• AVAILABLE DATA:
□ □ □ □ □ □ □

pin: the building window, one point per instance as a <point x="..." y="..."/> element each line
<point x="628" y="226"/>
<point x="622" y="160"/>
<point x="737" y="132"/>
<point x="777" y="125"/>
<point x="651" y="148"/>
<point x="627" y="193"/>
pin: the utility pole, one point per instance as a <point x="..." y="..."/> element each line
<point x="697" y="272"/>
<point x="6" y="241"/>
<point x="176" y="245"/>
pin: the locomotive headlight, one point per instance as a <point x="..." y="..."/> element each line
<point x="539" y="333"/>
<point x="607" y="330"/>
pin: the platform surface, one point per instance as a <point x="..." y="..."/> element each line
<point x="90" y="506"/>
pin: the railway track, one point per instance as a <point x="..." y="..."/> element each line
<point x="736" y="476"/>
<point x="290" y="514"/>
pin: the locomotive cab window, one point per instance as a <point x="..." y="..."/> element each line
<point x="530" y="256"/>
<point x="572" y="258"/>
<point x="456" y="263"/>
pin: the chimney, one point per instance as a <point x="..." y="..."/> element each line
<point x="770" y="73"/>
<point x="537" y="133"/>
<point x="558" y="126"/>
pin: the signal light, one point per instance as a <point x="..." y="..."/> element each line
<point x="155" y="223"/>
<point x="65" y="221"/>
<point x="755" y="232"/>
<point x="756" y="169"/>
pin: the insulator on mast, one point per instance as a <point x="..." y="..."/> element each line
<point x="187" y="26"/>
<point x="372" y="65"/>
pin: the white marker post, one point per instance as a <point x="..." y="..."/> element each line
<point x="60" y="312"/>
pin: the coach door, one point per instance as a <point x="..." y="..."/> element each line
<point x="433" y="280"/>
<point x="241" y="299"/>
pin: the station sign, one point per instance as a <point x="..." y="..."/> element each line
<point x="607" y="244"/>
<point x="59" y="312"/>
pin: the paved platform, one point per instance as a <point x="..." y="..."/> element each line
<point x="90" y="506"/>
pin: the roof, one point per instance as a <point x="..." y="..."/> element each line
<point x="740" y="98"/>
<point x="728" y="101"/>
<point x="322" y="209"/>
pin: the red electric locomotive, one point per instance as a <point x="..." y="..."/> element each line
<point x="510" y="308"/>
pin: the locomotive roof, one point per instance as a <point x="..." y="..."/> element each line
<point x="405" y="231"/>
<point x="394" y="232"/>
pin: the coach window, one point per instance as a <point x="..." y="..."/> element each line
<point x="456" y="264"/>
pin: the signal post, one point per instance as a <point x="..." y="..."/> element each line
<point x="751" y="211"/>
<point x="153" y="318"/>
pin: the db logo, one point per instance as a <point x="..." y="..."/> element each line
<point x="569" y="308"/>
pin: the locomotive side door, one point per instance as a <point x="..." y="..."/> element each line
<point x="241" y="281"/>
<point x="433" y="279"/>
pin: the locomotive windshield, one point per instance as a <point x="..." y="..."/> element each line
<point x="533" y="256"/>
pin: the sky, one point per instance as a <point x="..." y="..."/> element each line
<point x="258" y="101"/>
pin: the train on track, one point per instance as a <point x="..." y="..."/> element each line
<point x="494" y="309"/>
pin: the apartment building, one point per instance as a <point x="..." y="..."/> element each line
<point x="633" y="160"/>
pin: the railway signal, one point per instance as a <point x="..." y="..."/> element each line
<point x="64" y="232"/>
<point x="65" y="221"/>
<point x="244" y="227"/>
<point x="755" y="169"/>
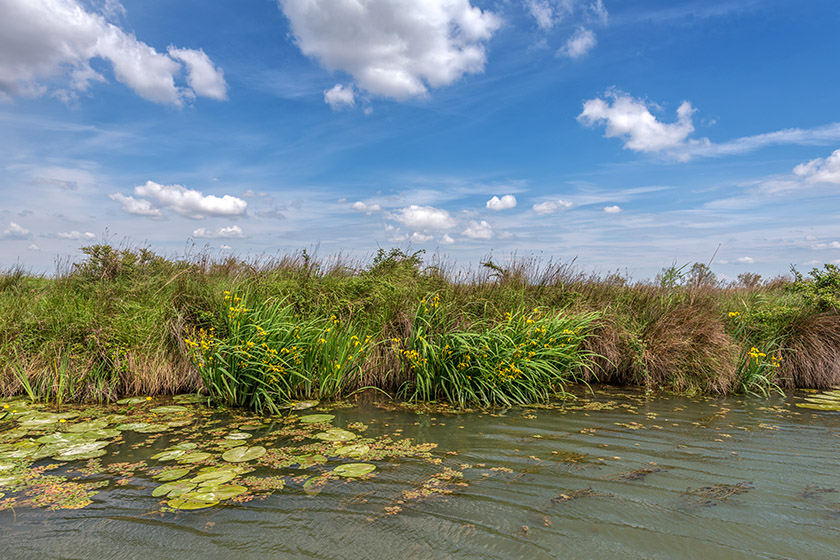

□ □ □ □ □ □ □

• GOAL OF THE EXERCISE: Return the material in full, word for word, and skip the pictures.

• RESULT OF THE EXERCISE:
pin: the building window, one point per instance as a <point x="..." y="..."/> element each line
<point x="628" y="226"/>
<point x="622" y="160"/>
<point x="737" y="132"/>
<point x="777" y="125"/>
<point x="651" y="148"/>
<point x="627" y="193"/>
pin: the utility pole, one point per instance as a <point x="..." y="..."/> element each line
<point x="697" y="272"/>
<point x="6" y="241"/>
<point x="176" y="245"/>
pin: the locomotive headlight, one point per instance as a <point x="..." y="..."/> element each line
<point x="539" y="333"/>
<point x="607" y="330"/>
pin: the platform surface, one point per instance as a <point x="..." y="..."/> element each line
<point x="90" y="506"/>
pin: the railway track, one point per instance as a <point x="..." y="..."/> element each line
<point x="736" y="476"/>
<point x="290" y="514"/>
pin: the locomotive cab window, one point per instance as a <point x="..." y="..."/> element each line
<point x="530" y="256"/>
<point x="572" y="258"/>
<point x="456" y="263"/>
pin: the chimney, one point per instance as a <point x="..." y="..."/> element each line
<point x="770" y="73"/>
<point x="537" y="133"/>
<point x="558" y="126"/>
pin: the signal light, one point per instance as a <point x="..." y="..."/> element each line
<point x="155" y="223"/>
<point x="65" y="221"/>
<point x="755" y="232"/>
<point x="756" y="169"/>
pin: the insulator on mast, one point per instance as a <point x="..." y="..."/> element each line
<point x="187" y="26"/>
<point x="372" y="65"/>
pin: the white marker post, one point per instance as a <point x="..." y="..."/> element each line
<point x="60" y="312"/>
pin: the coach door, one point per instance as a <point x="..." y="..."/> element each line
<point x="433" y="280"/>
<point x="241" y="299"/>
pin: the station sign, one point per instance as a <point x="..." y="..."/> element each line
<point x="607" y="244"/>
<point x="59" y="312"/>
pin: the paved platform, one point per instance as a <point x="..." y="..."/> element each line
<point x="90" y="506"/>
pin: the roof, one point per instance as a <point x="..." y="..."/> element each line
<point x="740" y="98"/>
<point x="728" y="101"/>
<point x="322" y="209"/>
pin: the red electric locomotive, one point per instance as a <point x="..." y="..."/> element each line
<point x="510" y="308"/>
pin: the locomotive roof, one point per instance as a <point x="..." y="..."/> element each line
<point x="405" y="231"/>
<point x="394" y="232"/>
pin: the coach window, one point per instance as a <point x="..." y="..."/> element each line
<point x="456" y="264"/>
pin: the signal post, one point per instance as a <point x="..." y="..."/> element each line
<point x="751" y="211"/>
<point x="153" y="318"/>
pin: the db logo, one point per instance as a <point x="..." y="..."/> element each line
<point x="569" y="308"/>
pin: the locomotive side door, one point per instance as a <point x="..." y="..."/> element each line
<point x="241" y="281"/>
<point x="433" y="279"/>
pin: the locomotive windshield, one point per instance as a <point x="..." y="..."/> element each line
<point x="533" y="256"/>
pin: the sky, one point per instance as a <point x="..." y="..."/> element each line
<point x="258" y="101"/>
pin: the train on track, one point per instance as a <point x="..." y="..."/> element each line
<point x="494" y="309"/>
pin: the apartment building, one point per instance as a <point x="..." y="..."/> element each line
<point x="633" y="160"/>
pin: the railway signal, one point per instance as a <point x="..." y="..."/> element each line
<point x="64" y="232"/>
<point x="65" y="221"/>
<point x="244" y="227"/>
<point x="755" y="169"/>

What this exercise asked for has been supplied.